_Work item_. Transcribe the records that follow in their entirety, omitting any pictures.

BEGIN The data

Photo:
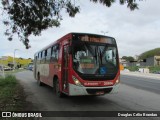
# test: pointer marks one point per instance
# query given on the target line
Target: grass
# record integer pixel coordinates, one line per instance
(154, 69)
(12, 97)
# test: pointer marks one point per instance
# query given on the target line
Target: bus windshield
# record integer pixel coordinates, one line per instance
(95, 58)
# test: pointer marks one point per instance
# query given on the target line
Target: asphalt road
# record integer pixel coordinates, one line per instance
(129, 98)
(148, 84)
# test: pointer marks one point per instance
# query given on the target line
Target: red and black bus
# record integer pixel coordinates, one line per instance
(79, 64)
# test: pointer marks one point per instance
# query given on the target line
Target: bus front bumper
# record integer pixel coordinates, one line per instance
(75, 90)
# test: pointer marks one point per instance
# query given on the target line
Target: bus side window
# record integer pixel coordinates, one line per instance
(54, 53)
(48, 55)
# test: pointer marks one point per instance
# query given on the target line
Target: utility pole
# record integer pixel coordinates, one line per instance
(14, 59)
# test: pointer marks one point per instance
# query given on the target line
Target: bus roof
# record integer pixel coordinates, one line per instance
(69, 35)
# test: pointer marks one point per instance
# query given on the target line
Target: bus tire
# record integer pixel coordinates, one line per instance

END The data

_Response to the exercise_.
Photo:
# test: pointer marks one point per instance
# query given on the target line
Target: grass
# record integer pixel coordinates, one line per instance
(154, 69)
(12, 97)
# test: pointer marks one point per instance
# query given on the target line
Target: bus windshield
# record integer pixel coordinates, one line per instance
(95, 58)
# test: pointer marks one point per instance
# query given on the target line
Target: asphalt road
# record integer pixel coordinates, one line per instance
(129, 98)
(148, 84)
# test: pointer marks one point per instance
# query given on the target line
Target: red and black bus
# record integer pixel coordinates, one line per instance
(79, 64)
# test: pointer marks one point per instance
# query given on the target line
Target: bus front bumper
# record integer pixel coordinates, one line per instance
(75, 90)
# test: pointer marks one point per instance
# query given on the target line
Target: bus side window
# record integer pixel coordinates, one line per instance
(54, 53)
(48, 55)
# test: pointer marks one point per instance
# query given on the target line
Target: utility pole
# record integer pixel coordinates, one line per instance
(14, 59)
# test: pointer marks one point per instance
# query given on the target line
Target: bus roof
# record integer pixel coordinates, one line per instance
(69, 35)
# test: pointer marks one point per instance
# query given on the target line
Target: bus tire
# record integer pixel coordinates, one line per instance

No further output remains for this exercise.